++++ Page text ++++
Odd? Well, not if you go through the book and think about it for a bit. Pentaho Data Integration (PDI) is not a tool to build datawarehouses and that can be used to other data integration tasks. PDI is an amazing tool to do any kind of data handling, involving datawarehouses or not, involving databases or not. Since it's great for any data handling, if course it's also great for the subset of data warehouse management.
And I think this is the main message Maria Roldan wants to pass. Forget perl hacks, forget homegrown shell scripts, please, don't write yet another stored procedure that will make you (or the poor guy after you) go nuts when it comes the time to support it. Just use kettle. You'll find a lot of screenshots with accurate explanations making this book very lightweight to read. You can even take it while on travel/vacations and you'll be able to understand it even without further experiments.
This book can bring anyone up to date with Kettle very fast. The first chapter is all about installation procedures. Chapters 2 and 10 describe all the concepts everyone needs to know about transformations and jobs. All the others are clearly the result of someone that spent a lot of time working with the tool. There are brief descriptions of a large number of steps used in real world examples and chapters that dedicate entirely to very important subjects: Data validation and error handling (chapter 7), transforming the rowset (chapter 6) and how to connect it all with the appropriate task flows (chapters 10 and 11)
Summing it all up, if you need to take bits and bytes from point A to point B, just buy the book.
ps: I support the home team, and as such I'm biased towards Pentaho just like I'm biased towards Mozilla or my team at WebDetails but I'm not doing that in regards to this review. The proof that I enjoyed this book and all the hard work behind it is that as soon as I saw this twitter message I acted as fast as I could and now Maria Roldan is officially a member of the WebDetails team. Welcome Cari!
++++ Given information ++++
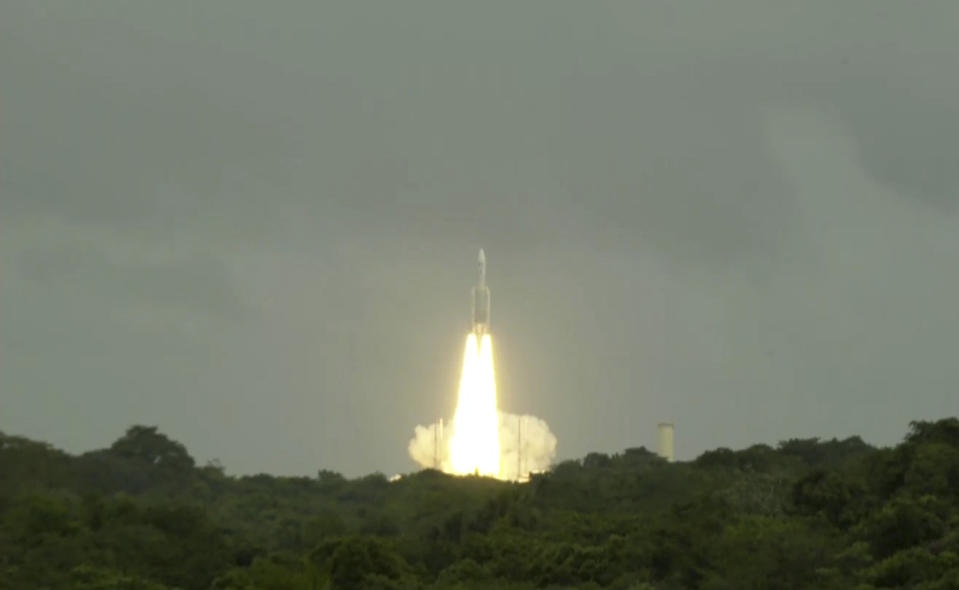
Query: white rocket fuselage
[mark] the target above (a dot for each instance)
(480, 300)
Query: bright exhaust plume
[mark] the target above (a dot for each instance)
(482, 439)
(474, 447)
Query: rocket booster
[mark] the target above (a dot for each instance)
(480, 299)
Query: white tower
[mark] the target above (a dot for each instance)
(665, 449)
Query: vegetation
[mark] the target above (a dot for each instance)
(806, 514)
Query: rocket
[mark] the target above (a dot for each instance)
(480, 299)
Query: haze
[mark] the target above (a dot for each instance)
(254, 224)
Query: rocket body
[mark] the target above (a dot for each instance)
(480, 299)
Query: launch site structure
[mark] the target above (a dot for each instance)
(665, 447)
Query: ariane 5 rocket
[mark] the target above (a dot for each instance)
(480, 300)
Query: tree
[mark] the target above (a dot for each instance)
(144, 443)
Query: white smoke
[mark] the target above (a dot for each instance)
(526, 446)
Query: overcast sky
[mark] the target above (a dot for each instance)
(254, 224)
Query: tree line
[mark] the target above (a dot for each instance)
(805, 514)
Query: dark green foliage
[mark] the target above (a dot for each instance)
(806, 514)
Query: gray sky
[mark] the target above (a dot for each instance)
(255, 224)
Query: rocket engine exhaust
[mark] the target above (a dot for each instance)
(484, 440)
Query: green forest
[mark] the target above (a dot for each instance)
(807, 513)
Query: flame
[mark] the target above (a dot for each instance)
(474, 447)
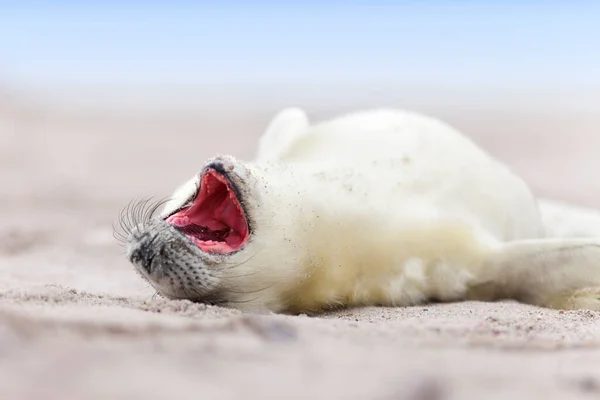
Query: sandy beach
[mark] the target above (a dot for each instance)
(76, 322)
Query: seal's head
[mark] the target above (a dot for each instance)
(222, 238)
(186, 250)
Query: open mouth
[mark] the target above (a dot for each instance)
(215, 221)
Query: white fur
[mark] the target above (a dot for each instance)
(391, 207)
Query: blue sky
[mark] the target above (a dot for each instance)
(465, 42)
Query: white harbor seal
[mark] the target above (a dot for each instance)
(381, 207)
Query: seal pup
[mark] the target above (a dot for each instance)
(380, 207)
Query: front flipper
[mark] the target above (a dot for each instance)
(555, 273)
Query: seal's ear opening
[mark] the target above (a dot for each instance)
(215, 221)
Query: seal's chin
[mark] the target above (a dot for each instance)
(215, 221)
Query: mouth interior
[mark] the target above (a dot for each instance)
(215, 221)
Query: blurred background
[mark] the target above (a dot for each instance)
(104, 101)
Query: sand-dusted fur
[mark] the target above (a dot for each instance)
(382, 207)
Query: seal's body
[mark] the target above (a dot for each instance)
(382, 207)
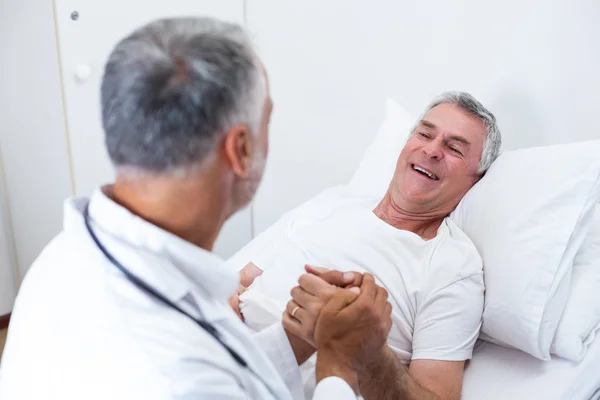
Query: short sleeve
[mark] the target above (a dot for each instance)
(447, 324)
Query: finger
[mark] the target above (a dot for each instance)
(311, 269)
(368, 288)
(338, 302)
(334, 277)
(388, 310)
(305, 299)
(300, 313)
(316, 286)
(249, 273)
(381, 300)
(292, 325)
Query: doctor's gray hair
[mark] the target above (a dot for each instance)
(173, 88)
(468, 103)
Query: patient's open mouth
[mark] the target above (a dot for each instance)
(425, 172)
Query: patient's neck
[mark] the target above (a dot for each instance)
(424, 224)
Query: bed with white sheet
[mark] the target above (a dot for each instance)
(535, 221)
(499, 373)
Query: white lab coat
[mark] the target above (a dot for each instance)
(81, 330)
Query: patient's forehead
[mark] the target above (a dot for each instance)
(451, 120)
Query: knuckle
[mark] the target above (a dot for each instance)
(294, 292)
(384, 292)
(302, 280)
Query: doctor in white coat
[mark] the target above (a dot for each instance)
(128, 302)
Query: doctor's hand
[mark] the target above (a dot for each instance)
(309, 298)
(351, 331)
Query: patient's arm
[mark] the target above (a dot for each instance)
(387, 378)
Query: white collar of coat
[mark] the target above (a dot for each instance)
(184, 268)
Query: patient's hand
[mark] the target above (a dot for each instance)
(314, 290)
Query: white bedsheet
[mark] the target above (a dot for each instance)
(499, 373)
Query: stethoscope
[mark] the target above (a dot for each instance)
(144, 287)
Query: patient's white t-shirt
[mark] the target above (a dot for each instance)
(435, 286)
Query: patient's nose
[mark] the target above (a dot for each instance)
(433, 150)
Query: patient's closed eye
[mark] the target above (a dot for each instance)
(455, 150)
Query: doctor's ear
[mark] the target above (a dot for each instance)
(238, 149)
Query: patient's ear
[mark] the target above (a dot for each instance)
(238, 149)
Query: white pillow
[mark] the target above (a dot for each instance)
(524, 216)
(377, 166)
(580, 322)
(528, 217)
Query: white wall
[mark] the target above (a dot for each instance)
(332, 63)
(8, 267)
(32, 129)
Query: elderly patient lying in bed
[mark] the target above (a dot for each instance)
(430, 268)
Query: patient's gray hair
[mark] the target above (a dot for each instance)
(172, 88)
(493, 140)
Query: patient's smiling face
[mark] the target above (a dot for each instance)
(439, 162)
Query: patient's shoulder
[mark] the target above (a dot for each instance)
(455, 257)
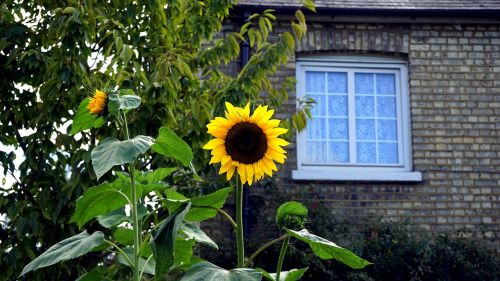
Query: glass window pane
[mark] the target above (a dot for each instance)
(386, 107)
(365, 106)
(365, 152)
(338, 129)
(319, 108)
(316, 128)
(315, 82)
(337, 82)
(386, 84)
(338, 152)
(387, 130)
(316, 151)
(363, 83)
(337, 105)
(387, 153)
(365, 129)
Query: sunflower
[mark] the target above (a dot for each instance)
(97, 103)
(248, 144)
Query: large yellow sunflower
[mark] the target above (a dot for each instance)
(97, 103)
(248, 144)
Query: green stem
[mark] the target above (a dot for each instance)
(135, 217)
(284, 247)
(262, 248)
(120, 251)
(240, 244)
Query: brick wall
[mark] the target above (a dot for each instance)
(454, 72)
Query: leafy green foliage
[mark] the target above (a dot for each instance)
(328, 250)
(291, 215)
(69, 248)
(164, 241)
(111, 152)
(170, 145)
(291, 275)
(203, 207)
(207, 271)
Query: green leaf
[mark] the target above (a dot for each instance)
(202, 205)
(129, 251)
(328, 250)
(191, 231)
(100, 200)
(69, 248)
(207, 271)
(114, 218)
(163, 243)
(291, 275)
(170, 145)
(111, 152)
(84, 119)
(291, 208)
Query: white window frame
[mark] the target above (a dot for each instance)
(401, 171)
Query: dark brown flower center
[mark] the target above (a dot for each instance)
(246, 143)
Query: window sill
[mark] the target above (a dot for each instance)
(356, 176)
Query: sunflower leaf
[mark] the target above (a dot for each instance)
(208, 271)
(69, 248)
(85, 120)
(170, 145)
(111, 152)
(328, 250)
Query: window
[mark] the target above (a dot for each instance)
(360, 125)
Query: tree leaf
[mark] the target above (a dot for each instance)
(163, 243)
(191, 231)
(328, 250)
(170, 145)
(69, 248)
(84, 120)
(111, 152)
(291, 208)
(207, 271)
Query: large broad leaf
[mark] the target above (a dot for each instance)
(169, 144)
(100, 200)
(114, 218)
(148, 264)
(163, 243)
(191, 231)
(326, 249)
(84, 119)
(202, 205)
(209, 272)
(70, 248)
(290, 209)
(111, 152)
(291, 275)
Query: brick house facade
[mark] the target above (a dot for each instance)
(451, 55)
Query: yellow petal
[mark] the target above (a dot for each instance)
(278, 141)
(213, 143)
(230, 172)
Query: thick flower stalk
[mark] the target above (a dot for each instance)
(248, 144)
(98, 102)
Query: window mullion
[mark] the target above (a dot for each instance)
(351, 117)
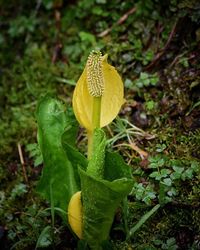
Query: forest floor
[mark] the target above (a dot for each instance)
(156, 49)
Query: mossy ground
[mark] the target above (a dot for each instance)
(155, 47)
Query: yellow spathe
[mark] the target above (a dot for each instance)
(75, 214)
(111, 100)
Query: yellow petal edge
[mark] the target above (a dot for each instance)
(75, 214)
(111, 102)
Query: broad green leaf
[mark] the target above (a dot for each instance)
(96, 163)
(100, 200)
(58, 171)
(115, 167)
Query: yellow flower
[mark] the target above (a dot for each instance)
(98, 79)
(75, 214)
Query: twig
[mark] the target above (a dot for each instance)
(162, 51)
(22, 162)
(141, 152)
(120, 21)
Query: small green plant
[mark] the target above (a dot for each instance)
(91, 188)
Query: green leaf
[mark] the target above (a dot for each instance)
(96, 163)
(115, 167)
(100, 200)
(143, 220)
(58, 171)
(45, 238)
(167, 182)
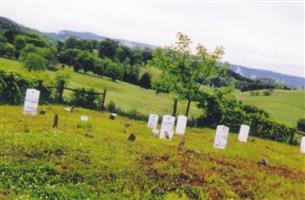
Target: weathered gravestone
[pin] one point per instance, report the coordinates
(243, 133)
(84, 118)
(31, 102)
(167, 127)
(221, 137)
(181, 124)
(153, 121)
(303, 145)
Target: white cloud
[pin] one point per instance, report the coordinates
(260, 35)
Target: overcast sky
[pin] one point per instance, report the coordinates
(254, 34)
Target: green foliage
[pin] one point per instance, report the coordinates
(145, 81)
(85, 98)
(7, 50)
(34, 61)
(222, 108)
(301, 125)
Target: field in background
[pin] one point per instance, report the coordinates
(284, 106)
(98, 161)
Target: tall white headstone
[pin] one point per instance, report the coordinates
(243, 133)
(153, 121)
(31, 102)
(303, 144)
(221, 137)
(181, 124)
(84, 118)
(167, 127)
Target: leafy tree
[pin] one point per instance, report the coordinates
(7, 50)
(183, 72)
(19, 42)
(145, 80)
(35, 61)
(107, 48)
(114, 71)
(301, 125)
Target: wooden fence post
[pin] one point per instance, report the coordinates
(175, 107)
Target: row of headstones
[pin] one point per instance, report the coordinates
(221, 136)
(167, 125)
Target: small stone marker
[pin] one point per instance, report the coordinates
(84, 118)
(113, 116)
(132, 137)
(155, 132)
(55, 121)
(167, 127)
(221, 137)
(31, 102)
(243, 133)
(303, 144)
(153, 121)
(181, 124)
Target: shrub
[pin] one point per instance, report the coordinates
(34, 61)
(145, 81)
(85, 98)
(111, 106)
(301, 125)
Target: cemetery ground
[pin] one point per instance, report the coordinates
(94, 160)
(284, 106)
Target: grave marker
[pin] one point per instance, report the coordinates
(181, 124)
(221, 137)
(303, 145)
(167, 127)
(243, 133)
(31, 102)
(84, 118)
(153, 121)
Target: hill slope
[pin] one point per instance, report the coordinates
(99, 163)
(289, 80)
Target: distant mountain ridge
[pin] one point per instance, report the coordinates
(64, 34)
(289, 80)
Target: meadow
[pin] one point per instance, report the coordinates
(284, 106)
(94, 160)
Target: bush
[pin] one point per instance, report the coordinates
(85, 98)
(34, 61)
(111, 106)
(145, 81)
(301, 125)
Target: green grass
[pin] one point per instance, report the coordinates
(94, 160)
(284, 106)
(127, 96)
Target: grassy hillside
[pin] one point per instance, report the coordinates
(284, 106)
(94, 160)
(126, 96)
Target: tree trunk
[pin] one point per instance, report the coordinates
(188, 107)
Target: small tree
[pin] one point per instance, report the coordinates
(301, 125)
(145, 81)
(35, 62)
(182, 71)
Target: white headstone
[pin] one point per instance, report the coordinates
++++
What to do
Please list every approach to data handling that the book review tells readers to give up. These lines come from a separate source.

Task solution
- Perl hacks
- Homegrown shell scripts
- Writing yet another stored procedure